*Excerpted passage*
===============
After thinking about the system, the cost (and how it related to our overall goal of living off-grid, being debt free, etc) we now feel that we want to have a composting system instead. The catch? There is no current code for composting and in fact some counties require that you install the septic system approved for your land or suffer a FAIL on the Certificate of Occupancy. That thought alone is quite jarring. Compounded with Hari’s recent post on her worst tiny house fear things got very real, if you will.
Since the very beginning of our adventure we have wanted to live legally; to be accepted as a legal, tax-paying family, in our county. Simple enough, right? Wrong. There is no cut and dried way for a tiny house to yet achieve such. In fact, we are finding out that it takes numerous phone calls, repetitive explanations, uncomfortable conversation, scads of questions and uncertain answers, and more patience than I have ever prayed for! As a family we have also started the conversation of how much fight do we have in us? Are we willing to fight to the bitter end to be accepted? Is it even a fight we are passionate enough about? Can we afford to fight if we have to? All of these and more have permeated our conversations. We have no answer though.
===============
*Data listing*
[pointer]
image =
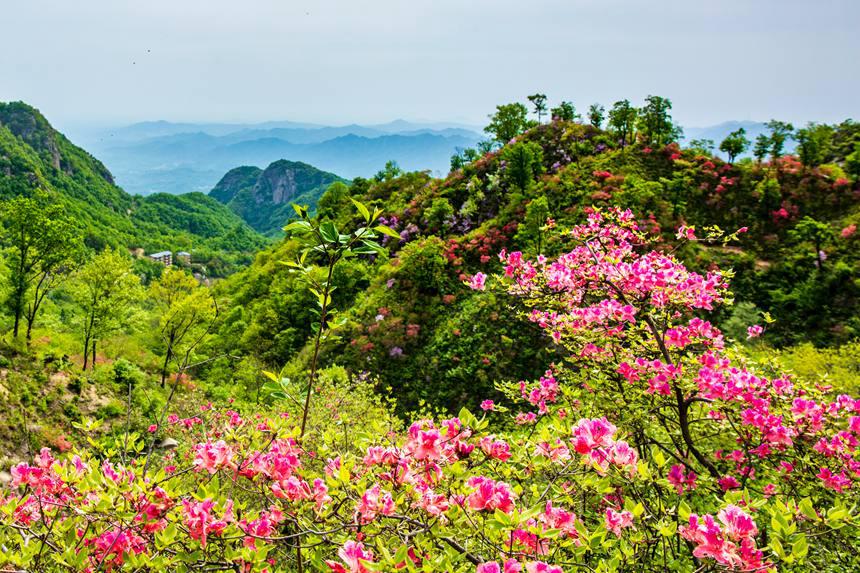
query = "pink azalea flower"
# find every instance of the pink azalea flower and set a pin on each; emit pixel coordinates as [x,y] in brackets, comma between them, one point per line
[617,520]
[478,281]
===============
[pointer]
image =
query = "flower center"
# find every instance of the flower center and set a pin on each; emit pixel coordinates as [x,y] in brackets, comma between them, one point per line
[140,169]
===============
*Tasks and exercises*
1 - Decide whether each statement agrees with the tiny house passage. Answer yes or no for each, and quote the deciding words from the passage.
(a) The family now wants a composting system instead.
(b) A current code exists for composting.
(c) The family has settled whether they will fight to the bitter end to be accepted.
2 - Copy the tiny house passage between "Since the very" and "no answer though.", inclusive, swapping every "fight" for "struggle".
3 - Pick up the tiny house passage where it stops and write what comes next.

*Set of answers*
1 -
(a) Yes: "we now feel that we want to have a composting system instead."
(b) No: "There is no current code for composting"
(c) No: "We have no answer though."

2 -
Since the very beginning of our adventure we have wanted to live legally; to be accepted as a legal, tax-paying family, in our county. Simple enough, right? Wrong. There is no cut and dried way for a tiny house to yet achieve such. In fact, we are finding out that it takes numerous phone calls, repetitive explanations, uncomfortable conversation, scads of questions and uncertain answers, and more patience than I have ever prayed for! As a family we have also started the conversation of how much struggle do we have in us? Are we willing to struggle to the bitter end to be accepted? Is it even a struggle we are passionate enough about? Can we afford to struggle if we have to? All of these and more have permeated our conversations. We have no answer though.

3 -
But this morning I began the process of trying to unravel it all. I contacted our counties Planning & Inspection Department to ask where we begin. The conversation started out something like this:
ME: Hi. My name is Andrew Odom. How are you today?
HIM: Good. Thank you.
ME: I have several questions – unorthodox ones – that I would like to ask you about my family living in a non-standard home. Do you have a few minutes to talk or is there a better time to call?
HIM: Now is fine.
ME: My wife and I just finished building our tiny house. You may or may not have heard of such. It is a 240 sq.ft. home build on a trailer. It measure 30′ wide and 8′ long. It weighs just at 6100 pounds and is custom built.
As the 15-minute conversation progressed I told him a bit more about our home and even invited him to look at our website. He was more than happy to. His demeanor lightened and we were talking much more easily. I told him we had a VIN number and a registration for our custom trailer. I told him about some of the construction details and spoke emphatically about our desire to work with the zoning department to be legal and to live in our version of a “dream house.” After we hung up I followed with a personal email and a photo of our tiny house – as it is today – attached.
All in all I think things went well for the beginning of our conversation. I don’t expect it to be easy. I don’t expect everyone to understand. I don’t expect it to even be cheap, per se. But I do expect the county to be welcoming and amicable and so far I have no reason not to think such. So how do you start the legal process for your tiny house? I don’t know.
You just pick up the phone and start!